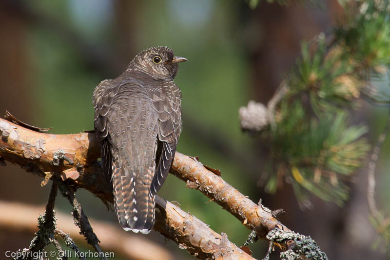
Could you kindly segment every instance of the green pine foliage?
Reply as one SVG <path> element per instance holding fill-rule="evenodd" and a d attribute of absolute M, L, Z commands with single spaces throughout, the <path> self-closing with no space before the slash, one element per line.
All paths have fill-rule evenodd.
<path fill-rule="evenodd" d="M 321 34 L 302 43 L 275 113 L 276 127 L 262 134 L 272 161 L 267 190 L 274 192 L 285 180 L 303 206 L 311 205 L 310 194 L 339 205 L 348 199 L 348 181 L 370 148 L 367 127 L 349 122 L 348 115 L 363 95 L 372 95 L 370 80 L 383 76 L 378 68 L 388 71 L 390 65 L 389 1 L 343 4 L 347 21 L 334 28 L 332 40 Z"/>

---

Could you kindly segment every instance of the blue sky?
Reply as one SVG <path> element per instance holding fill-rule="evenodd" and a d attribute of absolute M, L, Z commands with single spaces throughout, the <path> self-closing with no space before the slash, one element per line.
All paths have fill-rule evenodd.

* * *

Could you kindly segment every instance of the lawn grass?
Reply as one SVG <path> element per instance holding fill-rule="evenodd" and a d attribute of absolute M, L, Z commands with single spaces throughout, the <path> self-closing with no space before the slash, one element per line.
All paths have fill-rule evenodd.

> [Task to carry out] Return the data above from the line containing "Could you kindly segment every instance of the green" through the line containing "321 34 L 302", both lines included, reproducing them without any change.

> [Completed exercise]
Could you kindly segment every instance of the green pine foliage?
Reply as one SVG <path> element per instance holding fill-rule="evenodd" and a d attribute of absolute M, L, Z commands with single spaces throughout, the <path> self-closing with no space before the slash, one element per line.
All paths have fill-rule evenodd.
<path fill-rule="evenodd" d="M 321 34 L 302 43 L 275 113 L 276 127 L 262 134 L 272 161 L 267 190 L 274 192 L 285 180 L 303 206 L 311 205 L 310 194 L 339 205 L 348 199 L 348 181 L 370 148 L 367 127 L 349 122 L 348 115 L 363 95 L 372 95 L 370 80 L 383 76 L 378 68 L 388 71 L 390 65 L 389 1 L 343 4 L 347 21 L 334 28 L 332 40 Z"/>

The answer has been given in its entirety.